Send back every line of the data exactly.

#### [RECORDS]
########

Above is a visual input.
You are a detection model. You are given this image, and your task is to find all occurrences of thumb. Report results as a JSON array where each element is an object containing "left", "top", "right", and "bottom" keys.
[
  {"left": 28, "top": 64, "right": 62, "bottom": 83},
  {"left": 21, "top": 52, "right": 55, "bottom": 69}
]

########

#### [TASK ANSWER]
Above is a visual input.
You are a detection model. You are given this image, and your task is to find all occurrences of thumb. Report results as a JSON array where each element is an object containing "left", "top", "right", and "bottom" keys.
[
  {"left": 28, "top": 64, "right": 62, "bottom": 83},
  {"left": 21, "top": 52, "right": 55, "bottom": 69}
]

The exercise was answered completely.